* WORK TO BE COMPLETED:
Each record below should be returned exactly, with its pictures left out.

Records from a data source

....................

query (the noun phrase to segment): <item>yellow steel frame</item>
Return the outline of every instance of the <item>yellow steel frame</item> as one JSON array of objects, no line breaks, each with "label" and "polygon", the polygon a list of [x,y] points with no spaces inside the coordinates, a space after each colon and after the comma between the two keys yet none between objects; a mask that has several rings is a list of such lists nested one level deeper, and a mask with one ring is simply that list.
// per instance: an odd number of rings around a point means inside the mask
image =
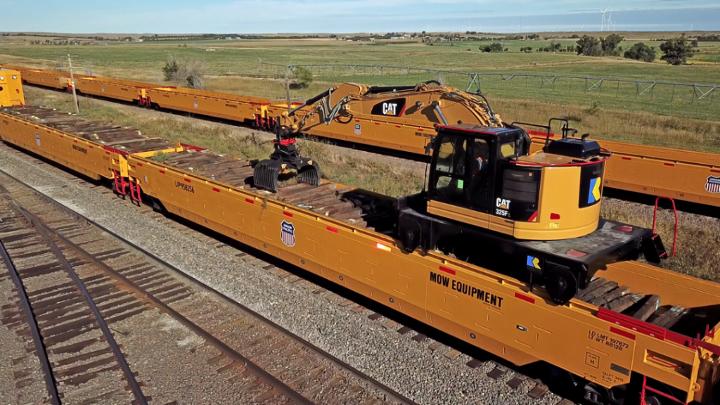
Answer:
[{"label": "yellow steel frame", "polygon": [[0,69],[0,107],[25,105],[20,72]]}]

....................

* TASK RESULT:
query (the noun phrase to segment): <item>yellow steel frame</item>
Return the outline of every instance of the <item>yellow steel frame</item> as one JSON array of objects, no line breaks, each with "label" and "polygon", the polygon a list of [x,y] points with no spaces inside the coordinates, a space after each colon and after the comma between the two keys yet none between objects; a mask that has several rings is a list of such lists nested one level deeper, and a mask with one ring is simply that list.
// per instance: an odd number of rings around a point means inside the mask
image =
Answer:
[{"label": "yellow steel frame", "polygon": [[0,69],[0,107],[25,105],[20,72]]}]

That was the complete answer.